## Task to complete:
Below are entries to be transcribed exactly; exclude the pictures from the copy.

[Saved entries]
--*--

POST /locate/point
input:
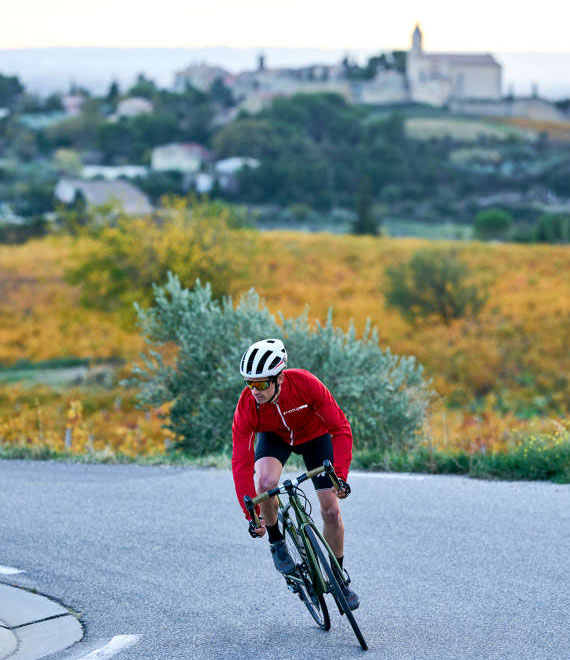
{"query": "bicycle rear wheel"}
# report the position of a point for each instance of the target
(314, 602)
(322, 554)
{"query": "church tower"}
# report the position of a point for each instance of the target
(417, 40)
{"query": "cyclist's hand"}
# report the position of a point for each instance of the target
(344, 490)
(256, 532)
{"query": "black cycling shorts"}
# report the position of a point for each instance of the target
(314, 452)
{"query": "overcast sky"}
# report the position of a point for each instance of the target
(448, 25)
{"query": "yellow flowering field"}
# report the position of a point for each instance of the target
(515, 357)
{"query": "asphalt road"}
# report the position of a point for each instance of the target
(446, 567)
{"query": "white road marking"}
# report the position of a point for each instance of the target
(388, 475)
(118, 643)
(8, 570)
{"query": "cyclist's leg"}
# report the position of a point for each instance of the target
(333, 528)
(271, 453)
(314, 453)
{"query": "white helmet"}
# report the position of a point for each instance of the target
(263, 359)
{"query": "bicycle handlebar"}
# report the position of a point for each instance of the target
(250, 503)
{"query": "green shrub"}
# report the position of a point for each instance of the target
(553, 228)
(433, 283)
(493, 224)
(384, 396)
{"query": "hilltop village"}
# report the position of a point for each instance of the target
(466, 83)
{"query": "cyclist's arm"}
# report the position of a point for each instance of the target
(324, 404)
(243, 458)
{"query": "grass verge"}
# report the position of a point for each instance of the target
(537, 458)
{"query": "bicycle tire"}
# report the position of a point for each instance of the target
(315, 603)
(323, 557)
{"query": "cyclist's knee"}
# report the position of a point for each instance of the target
(265, 482)
(331, 513)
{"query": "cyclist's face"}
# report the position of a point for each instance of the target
(263, 396)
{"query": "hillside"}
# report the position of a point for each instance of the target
(516, 352)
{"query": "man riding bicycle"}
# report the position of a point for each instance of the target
(290, 410)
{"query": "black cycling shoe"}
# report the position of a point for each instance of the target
(351, 596)
(281, 557)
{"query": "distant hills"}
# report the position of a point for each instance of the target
(46, 70)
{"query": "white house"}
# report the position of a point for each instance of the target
(97, 193)
(200, 76)
(133, 106)
(72, 104)
(188, 158)
(112, 173)
(227, 169)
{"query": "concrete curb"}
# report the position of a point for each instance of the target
(8, 641)
(33, 626)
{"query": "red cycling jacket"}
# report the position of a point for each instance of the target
(304, 410)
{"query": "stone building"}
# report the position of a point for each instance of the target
(437, 78)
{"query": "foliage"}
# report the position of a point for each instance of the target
(553, 228)
(10, 90)
(493, 224)
(385, 397)
(433, 283)
(521, 334)
(123, 260)
(365, 222)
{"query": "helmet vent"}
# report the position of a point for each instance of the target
(251, 359)
(262, 361)
(275, 362)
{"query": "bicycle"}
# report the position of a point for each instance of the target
(317, 570)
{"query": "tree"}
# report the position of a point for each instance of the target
(124, 260)
(553, 228)
(144, 87)
(10, 90)
(384, 396)
(365, 222)
(113, 93)
(221, 94)
(493, 224)
(433, 284)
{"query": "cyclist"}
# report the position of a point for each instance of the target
(290, 410)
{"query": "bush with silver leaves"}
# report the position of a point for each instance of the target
(384, 396)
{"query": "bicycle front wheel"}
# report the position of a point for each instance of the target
(323, 555)
(313, 601)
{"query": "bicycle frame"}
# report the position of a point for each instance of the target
(303, 519)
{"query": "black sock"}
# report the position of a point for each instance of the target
(274, 533)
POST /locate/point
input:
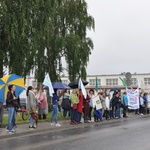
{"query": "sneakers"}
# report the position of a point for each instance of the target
(32, 127)
(12, 131)
(58, 125)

--*--

## Exercise solution:
POST /locate/point
input:
{"query": "bicycle rear wheel"}
# report the position of a point for each instance of the target
(314, 602)
(322, 554)
{"query": "church tower"}
# report the position of a point for each instance of the target
(417, 40)
{"query": "cyclist's hand"}
# report the position of a point for each instance of the target
(344, 490)
(256, 532)
{"query": "black cycling shorts"}
# report the position of a point for each instance of the target
(314, 452)
{"query": "overcast sky"}
# report the position of a point for each instance of the target
(448, 25)
{"query": "yellow flowering field"}
# report the position of a point for each instance of the target
(515, 357)
{"query": "asphalt road"}
# report the position of a point for each instance of the target
(446, 567)
{"query": "white road marking"}
# report the position of a point for each instance of the target
(388, 475)
(118, 643)
(8, 570)
{"query": "cyclist's leg"}
# report the position of a point for each instance of the target
(333, 528)
(271, 453)
(314, 453)
{"query": "white helmet"}
# report the position of a point for each instance of the target
(263, 359)
{"query": "bicycle handlebar"}
# report the position of a point for each instance of the target
(250, 503)
{"query": "green shrub"}
# report the position of a point for each instance of the target
(553, 228)
(433, 283)
(493, 224)
(384, 396)
{"query": "hilltop village"}
# report the position of a point for each instance of the target
(466, 83)
{"query": "cyclist's arm"}
# report the position of a point for each instance of the target
(324, 404)
(243, 458)
{"query": "grass verge"}
# report the position of a point for each instance of the target
(537, 458)
{"query": "bicycle tire"}
# report the position of a point for each instance of the target
(315, 603)
(323, 557)
{"query": "cyclist's knee"}
# report the position of a point for each instance of the target
(265, 482)
(331, 513)
{"query": "cyclist's face"}
# report the position of a point for each instance of the target
(263, 396)
{"query": "hillside"}
# report the position of a point for each instance of the target
(516, 352)
{"query": "man riding bicycle"}
# report the position of a point for each instance of the target
(290, 410)
{"query": "black cycling shoe"}
# report the position of a point for each instance of the target
(351, 596)
(281, 557)
{"query": "distant hills"}
# report the position of a point for each instance of the target
(46, 70)
{"query": "white house"}
# report the position of a point for each instance of the target
(97, 193)
(200, 76)
(133, 106)
(72, 104)
(188, 158)
(112, 173)
(227, 169)
{"query": "concrete curb"}
# report the position of a point for each instance of the target
(8, 641)
(33, 626)
{"query": "red cycling jacket"}
# report the position of a point for each instance of the target
(304, 410)
{"query": "stone building"}
# report the position of a point for each instance of the target
(437, 78)
{"query": "foliage"}
# report the position of a point for each instance of the target
(553, 228)
(10, 90)
(493, 224)
(385, 397)
(433, 283)
(521, 334)
(123, 260)
(365, 222)
{"query": "helmet vent"}
# report the position of a point for each instance of the target
(251, 359)
(262, 361)
(275, 362)
{"query": "bicycle"}
# report the position of a point for each instance of the target
(317, 570)
{"query": "tree"}
# report the position of a point for each instance of the target
(124, 260)
(553, 228)
(144, 87)
(10, 90)
(384, 396)
(365, 222)
(113, 93)
(221, 94)
(493, 224)
(433, 284)
{"query": "cyclist"}
# report the position of a point for each instance of the target
(290, 410)
{"query": "bush with silver leaves"}
# report the position of a point for each instance of the target
(384, 396)
{"query": "bicycle front wheel"}
# report the position of a point for each instance of the target
(323, 555)
(313, 601)
{"query": "bicycle frame"}
# report the position of a point for each instance of the target
(303, 519)
{"query": "black sock"}
# report the position of a point for each instance of the target
(274, 533)
POST /locate/point
input:
{"query": "sneakers"}
# report the position of a point for each instance of the target
(32, 127)
(12, 131)
(58, 125)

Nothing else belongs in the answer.